**提示された文章**
2017年09月18日 09時43分40秒 | 徒然なるままに

高校(豊橋)の同級生に「井伊」という名字の人物がいた
直ぐに頭に浮かんだのは「井伊直弼」で、試しにその家系なのかと尋ねたところ
あっさり「そうだ」との答え
井伊直弼の城は彦根なのに、なんでこの地区に井伊さんがいるのだろうか?
と不思議に思ったが、長いことそのままでいた

井伊家の先祖が、井伊谷にあると知ったのはそれからだいぶ経ってからのこと
今年の大河ドラマ「おんな城主 直虎」は舞台が地元新城から近いということと
その同級生のこともあって、珍しく欠かさずに見ている

最初は戦国時代の話と言うよりは、マンガにありそうな子供時代を引きづった
ラブストーリーのように思えたが、さすがに回を重ねてくると、そのムダのような
エピソードがドラマの背景とか心理描写を深いものにしている
小野但馬守政次の死を扱った回は、ドラマの上のことだが少し落ち込んでしまった
そして言外の意味を伝えようとする駆け引きや役者さんの表情は
わかり易すぎる演技とは違って想像力を掻き立てられてプロの演技者とはすごいものだなと思ったものだ

昨日のこと、この直虎に関する後援会が新城市の文化会館であった

浜松市博物館の久野正博氏の「井伊直虎から直政へ」(新城図書館30周年企画の一つ)

**課題項目**
井伊家と大河ドラマ「おんな城主 直虎」についての文章を、最初から最後まで一字一句変えずに書き写すこと。 上の文章だけを手がかりにすること。

**保存データ**
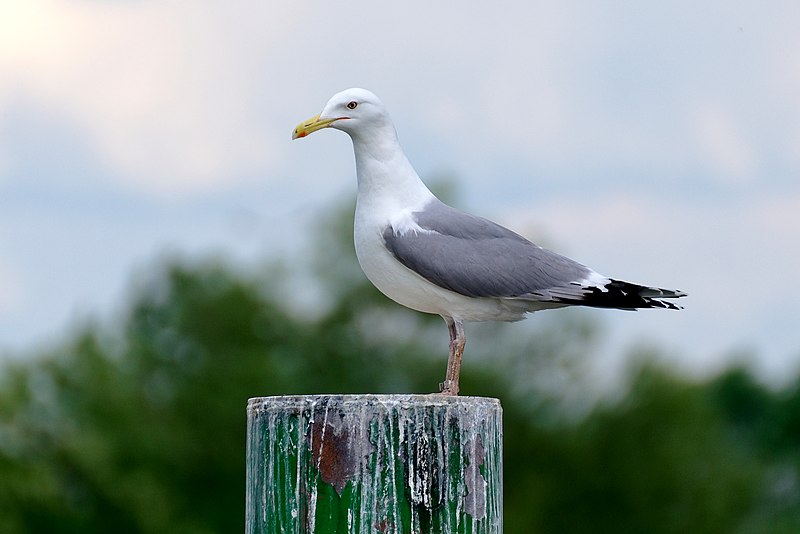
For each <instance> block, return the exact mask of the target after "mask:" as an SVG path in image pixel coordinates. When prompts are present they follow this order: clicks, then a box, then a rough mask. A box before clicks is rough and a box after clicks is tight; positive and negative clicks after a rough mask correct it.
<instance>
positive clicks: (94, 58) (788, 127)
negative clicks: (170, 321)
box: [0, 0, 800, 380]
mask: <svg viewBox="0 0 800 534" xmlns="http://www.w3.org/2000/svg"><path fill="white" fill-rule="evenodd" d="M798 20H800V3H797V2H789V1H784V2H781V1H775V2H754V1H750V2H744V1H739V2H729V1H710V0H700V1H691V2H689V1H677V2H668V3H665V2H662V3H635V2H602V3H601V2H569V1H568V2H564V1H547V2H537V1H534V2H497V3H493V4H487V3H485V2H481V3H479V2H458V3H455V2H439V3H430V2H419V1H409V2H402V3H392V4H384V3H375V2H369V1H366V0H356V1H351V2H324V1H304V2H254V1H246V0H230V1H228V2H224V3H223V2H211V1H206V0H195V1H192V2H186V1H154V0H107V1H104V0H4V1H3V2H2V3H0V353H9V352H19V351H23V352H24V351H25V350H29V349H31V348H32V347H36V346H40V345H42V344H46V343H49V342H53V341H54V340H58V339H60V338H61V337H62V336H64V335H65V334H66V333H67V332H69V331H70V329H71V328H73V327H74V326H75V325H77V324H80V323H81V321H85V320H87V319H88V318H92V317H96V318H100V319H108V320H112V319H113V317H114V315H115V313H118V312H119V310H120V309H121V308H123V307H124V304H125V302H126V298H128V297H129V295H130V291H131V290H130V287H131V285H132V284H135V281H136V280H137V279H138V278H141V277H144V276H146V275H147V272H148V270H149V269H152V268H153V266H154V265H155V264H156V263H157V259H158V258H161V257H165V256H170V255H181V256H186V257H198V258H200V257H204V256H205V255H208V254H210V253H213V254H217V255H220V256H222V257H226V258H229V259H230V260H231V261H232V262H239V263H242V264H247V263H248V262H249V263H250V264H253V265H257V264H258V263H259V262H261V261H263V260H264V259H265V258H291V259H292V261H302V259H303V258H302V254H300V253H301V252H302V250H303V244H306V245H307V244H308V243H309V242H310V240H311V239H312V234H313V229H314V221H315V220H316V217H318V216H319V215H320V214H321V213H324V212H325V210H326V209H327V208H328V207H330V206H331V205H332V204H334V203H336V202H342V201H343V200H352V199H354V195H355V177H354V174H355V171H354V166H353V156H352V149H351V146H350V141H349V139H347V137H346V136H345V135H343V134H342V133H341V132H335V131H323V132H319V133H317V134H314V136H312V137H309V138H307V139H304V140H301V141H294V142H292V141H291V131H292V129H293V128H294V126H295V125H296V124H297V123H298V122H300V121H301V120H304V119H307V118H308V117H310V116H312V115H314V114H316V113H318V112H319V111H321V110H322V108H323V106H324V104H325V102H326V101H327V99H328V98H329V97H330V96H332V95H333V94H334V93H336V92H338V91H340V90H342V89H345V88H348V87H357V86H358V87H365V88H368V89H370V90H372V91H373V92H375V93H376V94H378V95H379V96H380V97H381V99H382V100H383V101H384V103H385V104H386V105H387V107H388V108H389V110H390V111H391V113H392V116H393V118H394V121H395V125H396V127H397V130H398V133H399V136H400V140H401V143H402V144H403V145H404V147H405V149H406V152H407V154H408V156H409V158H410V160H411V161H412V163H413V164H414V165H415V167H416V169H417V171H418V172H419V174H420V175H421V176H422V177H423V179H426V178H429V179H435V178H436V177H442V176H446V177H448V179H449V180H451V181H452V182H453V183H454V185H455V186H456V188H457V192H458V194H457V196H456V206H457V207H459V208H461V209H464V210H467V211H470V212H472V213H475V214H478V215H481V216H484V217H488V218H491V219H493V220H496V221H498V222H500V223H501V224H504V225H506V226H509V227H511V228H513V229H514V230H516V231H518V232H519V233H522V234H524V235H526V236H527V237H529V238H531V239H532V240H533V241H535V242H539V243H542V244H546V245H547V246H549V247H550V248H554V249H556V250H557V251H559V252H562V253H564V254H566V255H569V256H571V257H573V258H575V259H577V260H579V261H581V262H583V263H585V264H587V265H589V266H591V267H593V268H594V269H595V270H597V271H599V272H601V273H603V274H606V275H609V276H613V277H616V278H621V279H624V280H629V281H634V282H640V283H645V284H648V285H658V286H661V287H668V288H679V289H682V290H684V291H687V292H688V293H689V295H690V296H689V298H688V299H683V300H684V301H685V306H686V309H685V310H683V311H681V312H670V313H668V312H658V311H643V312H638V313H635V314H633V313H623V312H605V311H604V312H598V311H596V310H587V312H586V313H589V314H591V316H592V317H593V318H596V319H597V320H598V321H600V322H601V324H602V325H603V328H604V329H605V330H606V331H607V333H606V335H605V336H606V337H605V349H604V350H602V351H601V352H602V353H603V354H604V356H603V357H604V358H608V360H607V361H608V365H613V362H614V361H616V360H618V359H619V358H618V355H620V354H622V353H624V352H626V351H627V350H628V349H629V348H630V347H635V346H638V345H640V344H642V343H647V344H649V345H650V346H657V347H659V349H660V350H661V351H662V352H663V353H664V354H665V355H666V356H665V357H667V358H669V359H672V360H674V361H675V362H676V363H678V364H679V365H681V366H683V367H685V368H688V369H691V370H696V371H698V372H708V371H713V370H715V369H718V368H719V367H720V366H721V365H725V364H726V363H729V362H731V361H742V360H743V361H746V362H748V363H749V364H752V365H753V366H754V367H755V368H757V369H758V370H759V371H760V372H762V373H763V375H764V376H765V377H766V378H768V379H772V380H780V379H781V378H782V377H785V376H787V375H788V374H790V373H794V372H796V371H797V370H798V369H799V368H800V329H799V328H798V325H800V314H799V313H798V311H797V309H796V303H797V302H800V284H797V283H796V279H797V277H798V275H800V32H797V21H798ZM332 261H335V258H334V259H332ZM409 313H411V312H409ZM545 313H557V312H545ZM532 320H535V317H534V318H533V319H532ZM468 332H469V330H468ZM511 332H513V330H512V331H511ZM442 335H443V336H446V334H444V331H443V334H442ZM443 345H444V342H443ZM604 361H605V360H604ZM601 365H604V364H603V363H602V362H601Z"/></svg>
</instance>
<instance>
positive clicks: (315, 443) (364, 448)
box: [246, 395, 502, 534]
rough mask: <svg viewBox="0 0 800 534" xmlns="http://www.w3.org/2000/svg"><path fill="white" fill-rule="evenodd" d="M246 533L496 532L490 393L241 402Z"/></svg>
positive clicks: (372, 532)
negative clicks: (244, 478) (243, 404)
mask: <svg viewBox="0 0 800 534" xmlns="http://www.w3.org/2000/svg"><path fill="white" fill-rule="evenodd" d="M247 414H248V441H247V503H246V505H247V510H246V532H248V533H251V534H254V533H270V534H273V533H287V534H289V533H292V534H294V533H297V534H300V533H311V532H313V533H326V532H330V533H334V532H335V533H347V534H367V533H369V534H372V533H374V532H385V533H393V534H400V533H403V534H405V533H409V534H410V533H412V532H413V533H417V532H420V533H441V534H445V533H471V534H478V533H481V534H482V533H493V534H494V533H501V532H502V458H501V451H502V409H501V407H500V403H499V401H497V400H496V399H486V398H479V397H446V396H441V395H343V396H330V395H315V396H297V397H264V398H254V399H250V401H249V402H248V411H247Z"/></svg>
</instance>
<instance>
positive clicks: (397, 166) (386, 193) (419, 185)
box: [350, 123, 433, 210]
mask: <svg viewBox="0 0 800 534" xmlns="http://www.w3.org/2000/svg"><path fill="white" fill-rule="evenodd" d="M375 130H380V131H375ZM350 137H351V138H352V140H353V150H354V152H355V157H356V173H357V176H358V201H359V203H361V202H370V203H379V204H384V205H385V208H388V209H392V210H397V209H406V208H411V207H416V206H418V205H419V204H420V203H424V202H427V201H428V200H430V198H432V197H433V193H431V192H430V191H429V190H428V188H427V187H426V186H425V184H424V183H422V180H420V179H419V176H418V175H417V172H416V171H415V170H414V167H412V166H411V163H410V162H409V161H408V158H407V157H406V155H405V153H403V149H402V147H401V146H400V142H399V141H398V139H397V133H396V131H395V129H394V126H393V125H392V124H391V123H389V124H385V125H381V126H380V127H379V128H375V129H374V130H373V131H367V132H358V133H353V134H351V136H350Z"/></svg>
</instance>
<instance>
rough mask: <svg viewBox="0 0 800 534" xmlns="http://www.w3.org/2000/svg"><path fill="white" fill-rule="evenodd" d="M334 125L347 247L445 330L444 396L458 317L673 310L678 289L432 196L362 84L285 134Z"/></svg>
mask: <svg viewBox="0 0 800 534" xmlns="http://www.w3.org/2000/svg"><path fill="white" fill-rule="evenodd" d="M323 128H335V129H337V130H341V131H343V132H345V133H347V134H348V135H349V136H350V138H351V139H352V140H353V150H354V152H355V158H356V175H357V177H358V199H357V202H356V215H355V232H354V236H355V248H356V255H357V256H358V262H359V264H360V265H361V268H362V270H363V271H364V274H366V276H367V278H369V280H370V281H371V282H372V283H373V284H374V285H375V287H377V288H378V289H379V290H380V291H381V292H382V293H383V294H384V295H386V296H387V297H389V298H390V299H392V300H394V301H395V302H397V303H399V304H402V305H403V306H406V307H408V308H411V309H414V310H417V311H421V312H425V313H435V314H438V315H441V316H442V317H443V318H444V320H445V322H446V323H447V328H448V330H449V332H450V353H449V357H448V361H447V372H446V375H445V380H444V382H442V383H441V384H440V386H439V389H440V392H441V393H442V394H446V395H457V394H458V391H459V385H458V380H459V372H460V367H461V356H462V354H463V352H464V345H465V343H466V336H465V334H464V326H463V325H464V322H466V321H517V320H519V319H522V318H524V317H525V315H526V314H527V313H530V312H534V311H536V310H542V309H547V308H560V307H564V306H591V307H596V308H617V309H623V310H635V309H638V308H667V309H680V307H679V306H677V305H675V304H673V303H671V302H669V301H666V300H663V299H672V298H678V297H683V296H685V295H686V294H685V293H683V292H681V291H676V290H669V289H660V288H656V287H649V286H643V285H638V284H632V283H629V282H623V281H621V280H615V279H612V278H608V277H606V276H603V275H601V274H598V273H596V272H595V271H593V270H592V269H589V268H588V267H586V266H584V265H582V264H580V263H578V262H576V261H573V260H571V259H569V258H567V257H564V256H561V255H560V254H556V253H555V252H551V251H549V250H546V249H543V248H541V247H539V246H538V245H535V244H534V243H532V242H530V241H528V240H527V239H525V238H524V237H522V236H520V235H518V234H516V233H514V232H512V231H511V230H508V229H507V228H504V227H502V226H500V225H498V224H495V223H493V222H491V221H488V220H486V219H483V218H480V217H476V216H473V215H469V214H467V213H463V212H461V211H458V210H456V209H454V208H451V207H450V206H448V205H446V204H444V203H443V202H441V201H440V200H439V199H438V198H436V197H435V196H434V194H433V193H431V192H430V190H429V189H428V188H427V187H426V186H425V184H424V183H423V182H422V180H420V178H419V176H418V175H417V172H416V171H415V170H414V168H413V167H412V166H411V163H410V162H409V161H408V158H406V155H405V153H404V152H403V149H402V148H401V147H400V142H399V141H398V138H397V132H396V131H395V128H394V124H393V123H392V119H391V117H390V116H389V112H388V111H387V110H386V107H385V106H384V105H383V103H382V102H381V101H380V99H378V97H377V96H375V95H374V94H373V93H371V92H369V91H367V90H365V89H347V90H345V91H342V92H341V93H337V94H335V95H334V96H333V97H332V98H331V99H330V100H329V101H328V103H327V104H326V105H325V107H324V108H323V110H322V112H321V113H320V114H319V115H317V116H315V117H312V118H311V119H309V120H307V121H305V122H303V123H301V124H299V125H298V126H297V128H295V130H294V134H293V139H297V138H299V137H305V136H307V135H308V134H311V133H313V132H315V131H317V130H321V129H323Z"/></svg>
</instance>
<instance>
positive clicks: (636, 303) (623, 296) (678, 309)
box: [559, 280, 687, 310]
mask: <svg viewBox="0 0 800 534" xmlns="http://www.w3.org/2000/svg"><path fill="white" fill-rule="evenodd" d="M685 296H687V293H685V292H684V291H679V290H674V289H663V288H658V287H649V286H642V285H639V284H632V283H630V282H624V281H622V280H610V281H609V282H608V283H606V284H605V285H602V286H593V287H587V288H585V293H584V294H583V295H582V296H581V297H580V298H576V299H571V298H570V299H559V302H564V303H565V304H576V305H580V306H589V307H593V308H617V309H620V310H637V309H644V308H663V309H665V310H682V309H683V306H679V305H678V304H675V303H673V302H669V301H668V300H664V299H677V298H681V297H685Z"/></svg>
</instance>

* * *

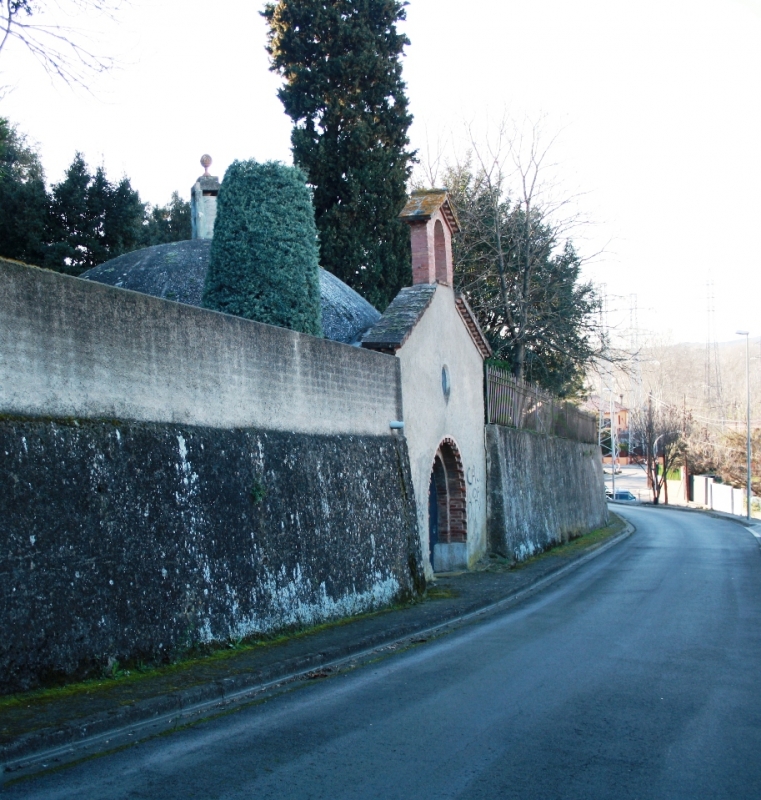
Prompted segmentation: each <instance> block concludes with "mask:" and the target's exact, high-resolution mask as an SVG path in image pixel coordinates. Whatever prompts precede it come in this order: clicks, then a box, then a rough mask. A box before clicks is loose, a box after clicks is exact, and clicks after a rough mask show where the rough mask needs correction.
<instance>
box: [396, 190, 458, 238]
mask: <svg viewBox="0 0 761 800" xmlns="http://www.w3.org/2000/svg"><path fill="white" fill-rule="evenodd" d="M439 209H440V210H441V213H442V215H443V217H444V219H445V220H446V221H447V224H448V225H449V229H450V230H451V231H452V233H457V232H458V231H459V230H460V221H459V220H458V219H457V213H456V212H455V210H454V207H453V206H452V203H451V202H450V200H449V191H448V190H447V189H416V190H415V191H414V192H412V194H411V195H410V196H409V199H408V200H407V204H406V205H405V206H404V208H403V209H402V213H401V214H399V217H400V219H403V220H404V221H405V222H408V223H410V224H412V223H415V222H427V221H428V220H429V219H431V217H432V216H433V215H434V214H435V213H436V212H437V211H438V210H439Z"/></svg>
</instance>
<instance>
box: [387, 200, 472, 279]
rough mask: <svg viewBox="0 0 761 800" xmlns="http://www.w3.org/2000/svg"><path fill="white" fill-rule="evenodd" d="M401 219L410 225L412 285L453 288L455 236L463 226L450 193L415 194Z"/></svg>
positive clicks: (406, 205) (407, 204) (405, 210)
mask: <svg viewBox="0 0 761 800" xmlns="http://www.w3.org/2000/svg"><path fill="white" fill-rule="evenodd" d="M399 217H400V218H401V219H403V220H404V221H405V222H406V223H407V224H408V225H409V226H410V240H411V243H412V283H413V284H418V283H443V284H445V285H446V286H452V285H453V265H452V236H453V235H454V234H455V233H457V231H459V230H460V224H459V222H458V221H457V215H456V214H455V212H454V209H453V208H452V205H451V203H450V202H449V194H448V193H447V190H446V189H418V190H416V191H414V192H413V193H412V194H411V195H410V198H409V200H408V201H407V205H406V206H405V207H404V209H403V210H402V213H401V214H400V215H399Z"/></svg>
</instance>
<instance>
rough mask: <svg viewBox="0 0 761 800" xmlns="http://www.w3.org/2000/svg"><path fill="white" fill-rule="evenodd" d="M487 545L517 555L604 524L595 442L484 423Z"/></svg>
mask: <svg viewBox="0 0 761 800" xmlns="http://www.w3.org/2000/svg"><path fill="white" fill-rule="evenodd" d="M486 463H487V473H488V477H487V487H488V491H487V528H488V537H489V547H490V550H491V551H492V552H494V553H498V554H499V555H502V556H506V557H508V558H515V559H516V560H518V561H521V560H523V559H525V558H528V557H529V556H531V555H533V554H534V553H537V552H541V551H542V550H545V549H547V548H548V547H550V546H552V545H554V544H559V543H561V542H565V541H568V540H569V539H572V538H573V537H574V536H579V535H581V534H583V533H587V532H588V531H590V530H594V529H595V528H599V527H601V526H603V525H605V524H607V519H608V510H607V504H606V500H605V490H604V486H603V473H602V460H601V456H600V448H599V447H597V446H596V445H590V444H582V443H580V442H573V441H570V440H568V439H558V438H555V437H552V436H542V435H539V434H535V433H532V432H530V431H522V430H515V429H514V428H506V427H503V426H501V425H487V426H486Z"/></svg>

* * *

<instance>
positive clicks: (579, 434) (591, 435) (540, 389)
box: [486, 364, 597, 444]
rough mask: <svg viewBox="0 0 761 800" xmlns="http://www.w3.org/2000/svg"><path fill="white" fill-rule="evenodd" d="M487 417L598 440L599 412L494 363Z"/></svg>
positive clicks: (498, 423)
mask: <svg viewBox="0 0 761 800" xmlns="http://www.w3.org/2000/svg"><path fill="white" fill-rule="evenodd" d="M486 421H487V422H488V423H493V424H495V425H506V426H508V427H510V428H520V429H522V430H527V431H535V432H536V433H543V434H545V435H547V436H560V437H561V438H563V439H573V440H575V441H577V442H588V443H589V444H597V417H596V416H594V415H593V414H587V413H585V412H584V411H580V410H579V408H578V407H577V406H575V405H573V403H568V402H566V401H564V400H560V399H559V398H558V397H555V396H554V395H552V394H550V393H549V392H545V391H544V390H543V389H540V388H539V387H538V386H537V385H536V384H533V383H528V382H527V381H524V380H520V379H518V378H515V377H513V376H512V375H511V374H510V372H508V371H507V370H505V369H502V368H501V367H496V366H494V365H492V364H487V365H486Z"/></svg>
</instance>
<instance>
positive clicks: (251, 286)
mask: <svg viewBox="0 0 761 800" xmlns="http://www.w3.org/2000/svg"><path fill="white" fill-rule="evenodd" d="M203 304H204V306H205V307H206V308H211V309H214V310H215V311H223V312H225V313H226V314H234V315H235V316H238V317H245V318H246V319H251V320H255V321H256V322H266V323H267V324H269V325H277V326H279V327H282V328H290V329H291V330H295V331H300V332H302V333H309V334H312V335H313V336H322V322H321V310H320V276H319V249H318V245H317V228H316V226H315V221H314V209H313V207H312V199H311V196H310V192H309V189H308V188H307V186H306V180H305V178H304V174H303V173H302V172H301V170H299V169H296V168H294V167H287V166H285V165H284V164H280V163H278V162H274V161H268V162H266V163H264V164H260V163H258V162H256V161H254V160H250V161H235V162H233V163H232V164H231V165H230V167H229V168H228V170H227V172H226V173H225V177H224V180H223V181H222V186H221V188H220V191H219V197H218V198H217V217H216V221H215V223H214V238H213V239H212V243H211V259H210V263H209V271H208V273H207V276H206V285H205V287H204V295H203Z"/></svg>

**演習の結果**
2017年09月18日 09時43分40秒 | 徒然なるままに

高校(豊橋)の同級生に「井伊」という名字の人物がいた
直ぐに頭に浮かんだのは「井伊直弼」で、試しにその家系なのかと尋ねたところ
あっさり「そうだ」との答え
井伊直弼の城は彦根なのに、なんでこの地区に井伊さんがいるのだろうか?
と不思議に思ったが、長いことそのままでいた

井伊家の先祖が、井伊谷にあると知ったのはそれからだいぶ経ってからのこと
今年の大河ドラマ「おんな城主 直虎」は舞台が地元新城から近いということと
その同級生のこともあって、珍しく欠かさずに見ている

最初は戦国時代の話と言うよりは、マンガにありそうな子供時代を引きづった
ラブストーリーのように思えたが、さすがに回を重ねてくると、そのムダのような
エピソードがドラマの背景とか心理描写を深いものにしている
小野但馬守政次の死を扱った回は、ドラマの上のことだが少し落ち込んでしまった
そして言外の意味を伝えようとする駆け引きや役者さんの表情は
わかり易すぎる演技とは違って想像力を掻き立てられてプロの演技者とはすごいものだなと思ったものだ

昨日のこと、この直虎に関する後援会が新城市の文化会館であった

浜松市博物館の久野正博氏の「井伊直虎から直政へ」(新城図書館30周年企画の一つ)